> [Dataset content]:
-- start --
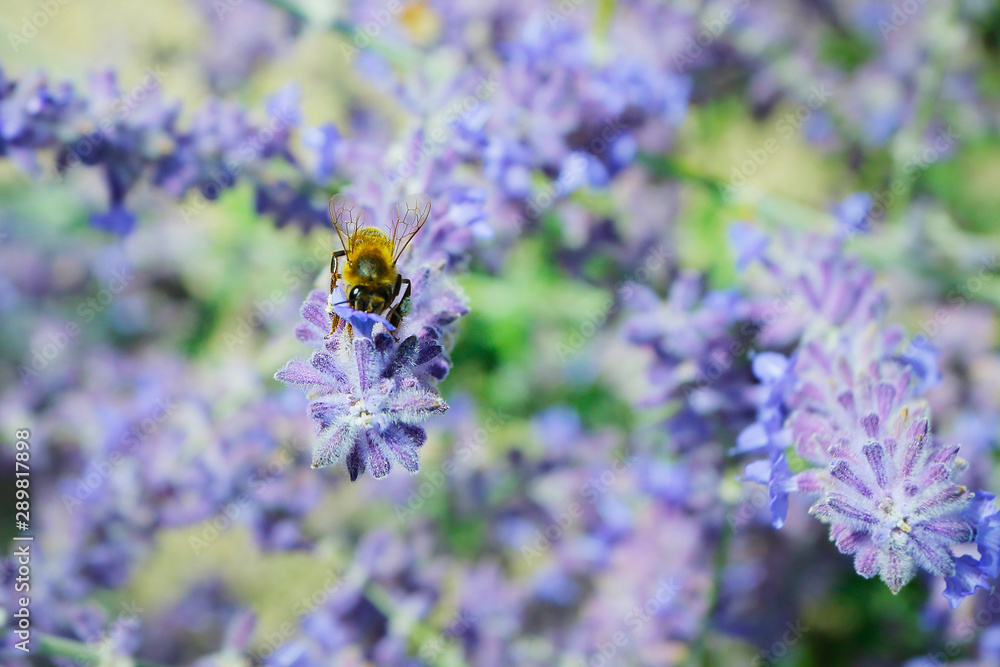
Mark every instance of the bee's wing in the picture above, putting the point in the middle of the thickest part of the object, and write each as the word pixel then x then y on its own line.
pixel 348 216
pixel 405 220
-- end --
-- start --
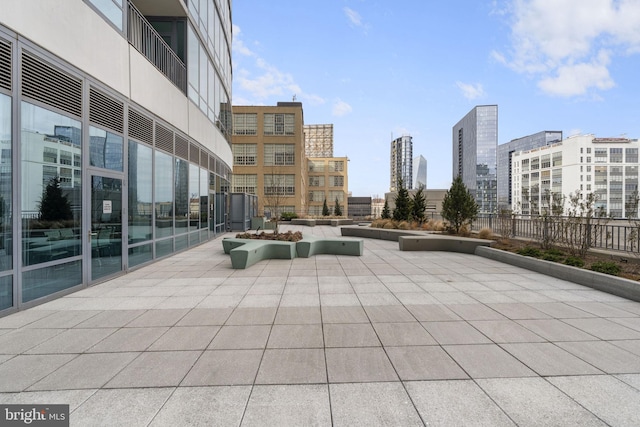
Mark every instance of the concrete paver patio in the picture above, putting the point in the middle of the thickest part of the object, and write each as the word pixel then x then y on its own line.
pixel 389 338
-- end --
Reproduce the data above word for word, starting at the line that contains "Mark every instance of the bee's" and stopping after the line that contains "pixel 405 220".

> [Answer to the problem]:
Mark every instance of the bee's wing in the picture above, putting the point in the middle of the thickest part of the object, and write each as the word pixel then x then y on its own line.
pixel 348 216
pixel 405 220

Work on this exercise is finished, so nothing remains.